Your goal: Please format all of the data below as a JSON list of strings, one string per line, skipping blank lines and leaving out the pictures.

= = = =

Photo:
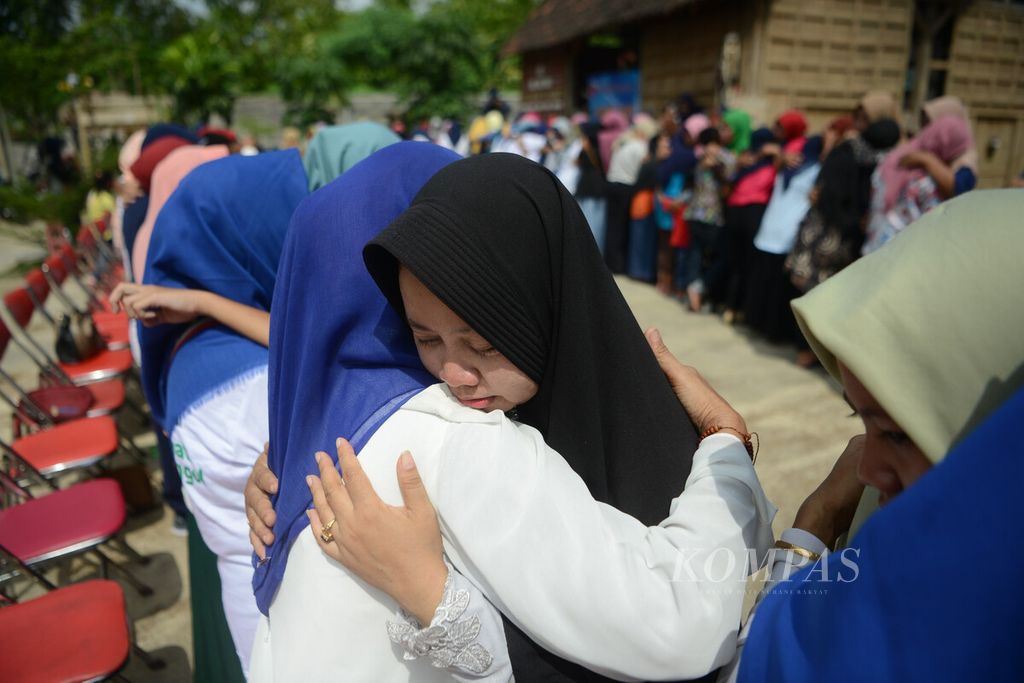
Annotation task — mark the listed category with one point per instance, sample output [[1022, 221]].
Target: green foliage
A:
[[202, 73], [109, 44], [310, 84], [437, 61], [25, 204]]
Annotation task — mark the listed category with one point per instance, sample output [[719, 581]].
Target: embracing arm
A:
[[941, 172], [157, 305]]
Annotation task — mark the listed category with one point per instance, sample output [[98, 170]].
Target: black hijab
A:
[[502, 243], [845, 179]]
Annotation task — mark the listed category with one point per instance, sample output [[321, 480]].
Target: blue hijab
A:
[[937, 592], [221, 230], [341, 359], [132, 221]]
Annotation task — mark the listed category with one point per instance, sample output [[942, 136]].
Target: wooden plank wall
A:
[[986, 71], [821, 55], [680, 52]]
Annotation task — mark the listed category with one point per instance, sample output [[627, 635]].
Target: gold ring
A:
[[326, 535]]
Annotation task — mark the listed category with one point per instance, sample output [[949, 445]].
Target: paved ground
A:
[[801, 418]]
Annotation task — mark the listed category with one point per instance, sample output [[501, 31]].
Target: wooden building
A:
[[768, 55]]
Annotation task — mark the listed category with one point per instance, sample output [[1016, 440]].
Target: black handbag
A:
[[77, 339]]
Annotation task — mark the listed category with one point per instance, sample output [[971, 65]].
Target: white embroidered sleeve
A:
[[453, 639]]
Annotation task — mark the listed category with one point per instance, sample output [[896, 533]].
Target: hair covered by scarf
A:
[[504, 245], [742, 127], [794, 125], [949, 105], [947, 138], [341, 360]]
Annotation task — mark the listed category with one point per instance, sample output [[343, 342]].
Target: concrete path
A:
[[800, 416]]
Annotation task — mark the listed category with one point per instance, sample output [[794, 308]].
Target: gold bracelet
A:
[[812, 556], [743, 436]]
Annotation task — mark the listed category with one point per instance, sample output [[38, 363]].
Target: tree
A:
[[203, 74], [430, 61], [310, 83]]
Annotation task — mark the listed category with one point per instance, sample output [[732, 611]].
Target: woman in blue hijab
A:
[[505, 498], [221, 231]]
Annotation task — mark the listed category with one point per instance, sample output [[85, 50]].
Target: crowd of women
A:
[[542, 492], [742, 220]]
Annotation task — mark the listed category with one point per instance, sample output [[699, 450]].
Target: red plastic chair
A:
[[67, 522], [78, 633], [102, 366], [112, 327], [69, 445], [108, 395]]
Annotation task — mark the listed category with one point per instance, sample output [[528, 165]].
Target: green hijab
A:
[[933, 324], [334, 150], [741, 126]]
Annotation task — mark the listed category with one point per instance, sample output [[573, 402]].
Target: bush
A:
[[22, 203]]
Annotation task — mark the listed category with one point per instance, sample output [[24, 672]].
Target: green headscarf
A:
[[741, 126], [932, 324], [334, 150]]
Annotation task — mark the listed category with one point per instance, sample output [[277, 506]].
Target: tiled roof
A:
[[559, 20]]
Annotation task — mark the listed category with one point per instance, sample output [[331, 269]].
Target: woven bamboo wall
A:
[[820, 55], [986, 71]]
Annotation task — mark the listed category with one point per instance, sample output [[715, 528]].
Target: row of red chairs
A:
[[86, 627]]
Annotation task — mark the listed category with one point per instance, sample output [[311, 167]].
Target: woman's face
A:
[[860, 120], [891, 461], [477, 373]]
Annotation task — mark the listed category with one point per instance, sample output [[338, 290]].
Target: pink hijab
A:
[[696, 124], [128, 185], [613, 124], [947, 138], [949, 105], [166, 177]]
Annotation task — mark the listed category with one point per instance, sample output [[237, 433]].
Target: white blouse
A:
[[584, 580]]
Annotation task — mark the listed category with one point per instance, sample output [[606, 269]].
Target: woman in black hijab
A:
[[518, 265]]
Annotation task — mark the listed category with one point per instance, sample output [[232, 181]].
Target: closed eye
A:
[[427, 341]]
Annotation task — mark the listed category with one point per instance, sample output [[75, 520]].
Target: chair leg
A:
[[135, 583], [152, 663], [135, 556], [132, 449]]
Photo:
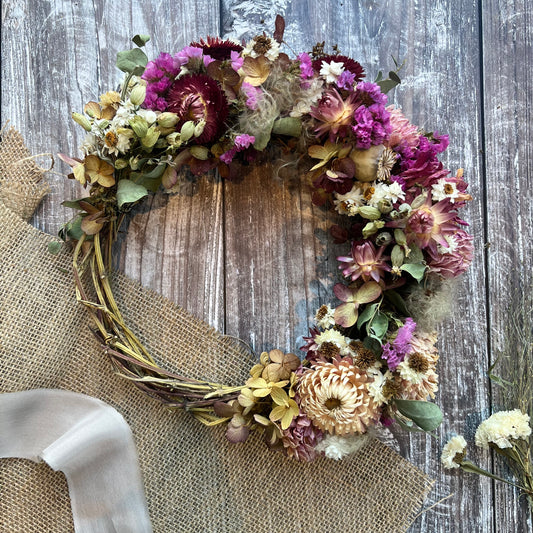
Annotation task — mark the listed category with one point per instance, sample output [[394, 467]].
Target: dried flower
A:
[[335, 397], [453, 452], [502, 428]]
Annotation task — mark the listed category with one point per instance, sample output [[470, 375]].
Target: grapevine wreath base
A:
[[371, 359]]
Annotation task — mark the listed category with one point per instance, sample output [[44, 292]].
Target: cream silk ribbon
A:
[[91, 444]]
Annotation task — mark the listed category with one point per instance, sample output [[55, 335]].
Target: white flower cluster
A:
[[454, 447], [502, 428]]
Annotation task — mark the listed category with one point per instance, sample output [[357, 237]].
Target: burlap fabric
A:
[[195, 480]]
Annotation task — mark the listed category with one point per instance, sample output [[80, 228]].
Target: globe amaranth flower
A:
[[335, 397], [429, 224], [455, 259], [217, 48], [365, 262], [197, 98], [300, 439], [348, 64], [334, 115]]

= = = =

Finished answer:
[
  "Photo:",
  "Annotation task — mark the listed category with one point per instance, sample output [[1022, 221]].",
  "Target: green foliage",
  "A:",
  "[[202, 73], [109, 44], [310, 84], [437, 61], [25, 204]]",
  "Annotation task — mark the listed category with one point per instance, sample output [[719, 581]].",
  "Target: embracing arm",
  "A:",
  "[[941, 172], [157, 305]]",
  "Annotation task — mark the listed category with one point per instance, sample output [[98, 170]].",
  "Target: black hijab",
  "A:",
  "[[502, 243], [845, 179]]",
  "Annotation task — mark the listed category with one point per instance, sample output [[321, 480]].",
  "Target: blue hijab",
  "A:",
  "[[937, 592], [221, 230], [341, 359], [132, 221]]",
  "Annotation task — mark the listed category with one point per instance, sample output [[942, 136]].",
  "Target: wooden plank wall",
  "A:",
  "[[986, 71], [821, 55], [680, 52]]",
  "Annotation task — mark the listed category with one point per instance, sample output [[627, 635]].",
  "Target: gold ring",
  "A:",
  "[[326, 535]]",
  "Annotation task — mark the listed category with one point per instance, sample output [[949, 445]].",
  "Target: paved ground",
  "A:",
  "[[801, 418]]",
  "Annotation task — mark the listed category with one point per instance, sample output [[501, 31]].",
  "Target: wooden building",
  "A:",
  "[[768, 55]]",
  "Annotation task — mark the listed category with one point per instance, sample output [[1016, 440]].",
  "Target: black handbag",
  "A:",
  "[[77, 339]]",
  "Annotation task — mark the listed category with one point per instance, sample output [[971, 65]].",
  "Target: white embroidered sleeve",
  "A:",
  "[[453, 639]]",
  "Annotation task — mark the listed category with one point per instance, sample output [[896, 533]].",
  "Target: hair covered by scarf",
  "A:",
  "[[504, 245], [742, 127], [794, 125], [949, 105], [947, 138], [341, 360]]",
  "Annotation task — mark the listed category with one point per instance, sample output [[343, 342]].",
  "Target: concrete path",
  "A:",
  "[[800, 416]]",
  "Annotation task — mark the listed category with one point per instance, sample output [[794, 308]].",
  "Target: gold bracelet",
  "A:",
  "[[812, 556], [743, 436]]",
  "Annotation task — mark the listed category with one point per instance, sample output [[38, 363]].",
  "Target: tree",
  "A:",
  "[[203, 74], [430, 61], [310, 83]]",
  "Annotation task — mark the listed category with one point per instance, sample output [[732, 611]].",
  "Target: woman in blue hijab",
  "A:",
  "[[505, 498], [221, 231]]",
  "Annotation task — mark the listed category with one point per instance, sample output [[85, 50]].",
  "Target: crowd of women",
  "A:",
  "[[542, 492], [742, 220]]",
  "Annotation task — mark the listed category with one point per instance, sample output [[699, 450]].",
  "Target: red plastic chair",
  "A:",
  "[[67, 522], [78, 633], [102, 366], [112, 327], [69, 445], [108, 395]]",
  "Annotation task — mark the listed category with one point per instance, sample output [[528, 165]].",
  "Target: green hijab",
  "A:",
  "[[933, 324], [334, 150], [741, 126]]",
  "Annotation task — mark the listed category with one point per instance, sample output [[573, 402]].",
  "Target: bush",
  "A:",
  "[[22, 203]]",
  "Annotation task — mark the listed category with one point per instance, sample output [[24, 672]].",
  "Target: green headscarf",
  "A:",
  "[[741, 126], [932, 324], [334, 150]]",
  "Annotation task — mark the listed category with one point per instance, sample output [[277, 506]].",
  "Target: tiled roof",
  "A:",
  "[[559, 20]]",
  "Annotation task — mark the listed category with one point per instance, sample output [[331, 269]].",
  "Target: woven bamboo wall",
  "A:",
  "[[820, 55], [986, 71]]",
  "Annotation task — mark the listed category with one point per instance, sample output [[715, 528]].",
  "Target: row of red chairs",
  "A:",
  "[[86, 627]]",
  "Annotation task — mark the listed category with one point per instance, sample output [[311, 167]].",
  "Target: woman's face",
  "A:",
  "[[860, 120], [891, 461], [477, 373]]",
  "Annotation task — mark the listed category with one point per instance, sample output [[338, 290]].",
  "Target: pink hijab",
  "A:",
  "[[696, 124], [128, 185], [613, 124], [947, 138], [949, 105], [166, 177]]",
  "Annotation task — mark the listed category with one point per instance, sample output [[237, 433]].",
  "Target: white blouse",
  "A:",
  "[[584, 580]]",
  "Annotation task — mark the listed category with one point per instance, sample output [[606, 269]].",
  "Target: woman in black hijab",
  "A:",
  "[[518, 265]]",
  "Annotation task — mark the listed category with one point per instance, sample output [[232, 181]].",
  "Target: closed eye",
  "A:",
  "[[427, 341]]",
  "Annotation task — mark the listed category with one point per instance, sample output [[75, 520]].",
  "Target: chair leg",
  "A:",
  "[[135, 583], [152, 663], [135, 556], [132, 449]]",
  "Photo:",
  "Annotation task — mark the listed category with one point per instance, sample output [[394, 467]].",
  "Target: dried flower",
  "A:",
  "[[335, 397], [453, 452], [502, 428]]",
  "Annotation task — mark the listed category with one point per instance, sample output [[470, 375]].",
  "Target: grapevine wreath base",
  "A:",
  "[[371, 359]]",
  "Annotation task — mark the listed category with one point per instance, sample output [[44, 292]].",
  "Target: cream silk ribbon",
  "A:",
  "[[91, 444]]",
  "Annotation task — mark the listed category with one point per instance, sample output [[55, 335]].",
  "Target: white flower cluster",
  "A:",
  "[[454, 447], [502, 428]]",
  "Annotation task — mark the listed category with one point per instance, sample output [[357, 237]].",
  "Target: burlap fabric",
  "A:",
  "[[195, 480]]",
  "Annotation task — mark the listed category with one point per instance, sample output [[80, 228]].",
  "Target: globe amaranth flower",
  "A:",
  "[[335, 397], [429, 224], [455, 259], [217, 48], [365, 262], [197, 98], [300, 439], [348, 64], [334, 115]]"
]